Wiele wskazuje na to, że pośrednio do śmierci Andrzeja Bąka mogło się przyczynić kierownictwo wydziału dw. z przestępczością gospodarczą Komendy Miejskiej Policji w Lublinie! Tak uważa zarówno ojciec Andrzeja Janusz Bąk z Chełma, jak i jego znajomy, dzisiaj już emerytowany policjant, który pomaga mu wyjaśnić sprawę.

– W tej sprawie jest zbyt dużo rażących błędów i niejasności, by uznać to za zbieg okoliczności albo za zwykłe pomyłki – mówi ten drugi. – Przeanalizowałem całą dokumentację zebraną przez pana Janusza i nie mam najmniejszych wątpliwości, że Andrzej nie wytrzymał ciążącej na nim presji właśnie ze strony naczelnika wydziału i jego zastępcy – twierdzi były funkcjonariusz. – Mój syn przez ostatnie tygodnie życia był skutecznie mobbingowany przez swojego przełożonego, naczelnika wydziału – mówi wprost pan Janusz.

– W obecności innych mundurowych krzyczał on na Andrzeja, że jest skończony, że go wyrzuci z pracy, że nie ma tu czego szukać. I nie były to jednostkowe przypadki, a regularne dręczenie psychiczne. W końcu doszło do tego, że syn nie dostał pozwolenia na urlop, więc poszedł do lekarza, który wypisał mu zwolnienie. Gdy przyjechał do nas z Lublina, był wrakiem człowieka. Twierdził, że jest skończony w pracy, że tylko czeka, aż ktoś „podłoży mu świnię” i wyśle do więzienia. Za namową moją i żony Andrzej poszedł do psychologa. Dostał leki, ale nawet nie zdążył ich zażyć. Zaraz po powrocie do Lublina wyskoczył przez okno – opowiada łamiącym się głosem mężczyzna.
★ ★ ★ ★ ★ ★ ★
**POLECENIA DO ĆWICZEŃ:**
1. Odpowiedz krótko na pytania do artykułu o śmierci Andrzeja Bąka, a odpowiedzi oznacz tymi samymi literami.
(a) Z jakiej miejscowości jest Janusz Bąk?
(b) Dlaczego Andrzej poszedł do lekarza po zwolnienie?
(c) Do kogo Andrzej udał się za namową rodziców?
2. Kontynuuj artykuł o śmierci Andrzeja Bąka, zaczynając zaraz po jego ostatnim zdaniu.

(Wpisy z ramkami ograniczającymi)
★ ★ ★ ★ ★ ★ ★
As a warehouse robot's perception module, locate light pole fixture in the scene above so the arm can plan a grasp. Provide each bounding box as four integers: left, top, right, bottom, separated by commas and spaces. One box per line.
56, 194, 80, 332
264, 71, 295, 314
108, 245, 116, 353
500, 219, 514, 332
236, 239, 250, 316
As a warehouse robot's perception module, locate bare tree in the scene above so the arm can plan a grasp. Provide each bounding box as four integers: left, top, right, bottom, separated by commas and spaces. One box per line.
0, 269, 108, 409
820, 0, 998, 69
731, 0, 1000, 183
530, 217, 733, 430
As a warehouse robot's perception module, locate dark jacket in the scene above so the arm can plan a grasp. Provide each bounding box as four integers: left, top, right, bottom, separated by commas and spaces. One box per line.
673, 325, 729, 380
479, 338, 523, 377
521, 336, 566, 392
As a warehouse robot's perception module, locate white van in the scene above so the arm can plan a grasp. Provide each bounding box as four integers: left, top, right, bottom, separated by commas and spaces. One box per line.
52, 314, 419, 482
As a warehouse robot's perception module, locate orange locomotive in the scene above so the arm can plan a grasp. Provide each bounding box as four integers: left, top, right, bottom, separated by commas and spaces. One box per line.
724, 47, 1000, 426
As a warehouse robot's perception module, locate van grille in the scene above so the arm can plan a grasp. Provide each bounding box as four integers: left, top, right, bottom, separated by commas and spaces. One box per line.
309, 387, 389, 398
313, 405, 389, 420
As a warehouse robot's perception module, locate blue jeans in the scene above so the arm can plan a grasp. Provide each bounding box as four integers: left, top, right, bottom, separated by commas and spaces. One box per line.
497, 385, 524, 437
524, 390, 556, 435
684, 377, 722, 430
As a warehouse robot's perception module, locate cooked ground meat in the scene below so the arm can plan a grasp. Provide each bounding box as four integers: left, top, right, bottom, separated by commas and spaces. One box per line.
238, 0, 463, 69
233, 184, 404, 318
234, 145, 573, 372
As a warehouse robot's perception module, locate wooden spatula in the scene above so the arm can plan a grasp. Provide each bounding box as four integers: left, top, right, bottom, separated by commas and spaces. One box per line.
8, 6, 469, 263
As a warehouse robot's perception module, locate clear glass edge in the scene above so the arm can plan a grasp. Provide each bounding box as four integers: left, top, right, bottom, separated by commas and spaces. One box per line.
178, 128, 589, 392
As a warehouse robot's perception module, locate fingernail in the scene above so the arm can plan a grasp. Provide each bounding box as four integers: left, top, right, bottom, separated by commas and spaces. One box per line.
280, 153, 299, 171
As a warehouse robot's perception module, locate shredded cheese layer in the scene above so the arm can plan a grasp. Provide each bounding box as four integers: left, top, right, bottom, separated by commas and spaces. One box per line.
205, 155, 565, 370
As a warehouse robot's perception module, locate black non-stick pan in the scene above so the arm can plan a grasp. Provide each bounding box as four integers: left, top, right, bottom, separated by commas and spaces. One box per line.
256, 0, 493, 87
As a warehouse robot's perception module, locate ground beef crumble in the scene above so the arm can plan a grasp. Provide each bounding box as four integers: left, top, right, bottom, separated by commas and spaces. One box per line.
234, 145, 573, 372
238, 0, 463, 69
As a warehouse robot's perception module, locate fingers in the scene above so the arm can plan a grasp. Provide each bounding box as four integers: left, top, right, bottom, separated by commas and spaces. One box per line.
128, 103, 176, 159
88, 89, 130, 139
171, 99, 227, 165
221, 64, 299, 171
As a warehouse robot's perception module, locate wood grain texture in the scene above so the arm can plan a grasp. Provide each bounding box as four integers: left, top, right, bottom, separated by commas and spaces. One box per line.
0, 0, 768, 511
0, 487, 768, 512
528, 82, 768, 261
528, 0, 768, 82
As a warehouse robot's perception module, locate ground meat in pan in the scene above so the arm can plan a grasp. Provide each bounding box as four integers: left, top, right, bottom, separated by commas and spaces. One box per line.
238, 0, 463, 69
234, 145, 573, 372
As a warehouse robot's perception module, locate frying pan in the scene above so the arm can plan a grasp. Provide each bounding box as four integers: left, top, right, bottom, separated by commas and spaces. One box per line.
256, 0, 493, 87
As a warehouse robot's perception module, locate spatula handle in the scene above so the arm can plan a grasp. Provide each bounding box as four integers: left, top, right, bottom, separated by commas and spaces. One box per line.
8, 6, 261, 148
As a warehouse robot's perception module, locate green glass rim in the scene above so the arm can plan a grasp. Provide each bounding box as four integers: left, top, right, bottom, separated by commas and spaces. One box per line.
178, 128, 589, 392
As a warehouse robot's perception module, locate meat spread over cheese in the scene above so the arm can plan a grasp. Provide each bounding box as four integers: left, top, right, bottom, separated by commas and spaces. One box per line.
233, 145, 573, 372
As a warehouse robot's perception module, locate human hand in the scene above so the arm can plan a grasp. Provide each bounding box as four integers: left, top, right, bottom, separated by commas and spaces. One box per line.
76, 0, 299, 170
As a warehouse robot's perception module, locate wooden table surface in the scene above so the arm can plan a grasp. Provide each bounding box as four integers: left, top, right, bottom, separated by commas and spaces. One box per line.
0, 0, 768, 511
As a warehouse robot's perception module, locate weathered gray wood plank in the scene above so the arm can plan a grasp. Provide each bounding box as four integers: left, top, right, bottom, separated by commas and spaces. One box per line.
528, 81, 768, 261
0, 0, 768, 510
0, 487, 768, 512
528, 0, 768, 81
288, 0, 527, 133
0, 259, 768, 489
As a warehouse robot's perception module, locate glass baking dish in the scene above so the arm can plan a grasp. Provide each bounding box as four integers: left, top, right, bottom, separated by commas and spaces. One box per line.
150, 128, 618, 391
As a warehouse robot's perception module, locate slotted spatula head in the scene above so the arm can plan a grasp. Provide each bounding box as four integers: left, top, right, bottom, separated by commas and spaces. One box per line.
★ ★ ★ ★ ★ ★ ★
**ODPOWIEDZI DO POLECEŃ:**
1.
(a) Z Chełma.
(b) Nie dostał pozwolenia na urlop.
(c) Do psychologa.

2.
Temida broni swoich tajemnic

Śmierć jedynego syna zmieniła rodziców. Ojciec zaczął szukać pocieszenia w alkoholu, matka w religii. – Nie miałem już żadnego celu w życiu, chciałem jak najszybciej dołączyć do Andrzeja, ale opamiętałem się w porę i postanowiłem, że nie spocznę, póki nie doczekam sprawiedliwości – dodaje pan Janusz. I tak zaczęła się jego walka z systemem, która trwa do tej pory. Na razie lubelska Temida jest górą i zawzięcie broni się, by okoliczności i osoby, które mogły przyczynić się do śmierci Andrzeja Bąka, nie ujrzały światła dziennego.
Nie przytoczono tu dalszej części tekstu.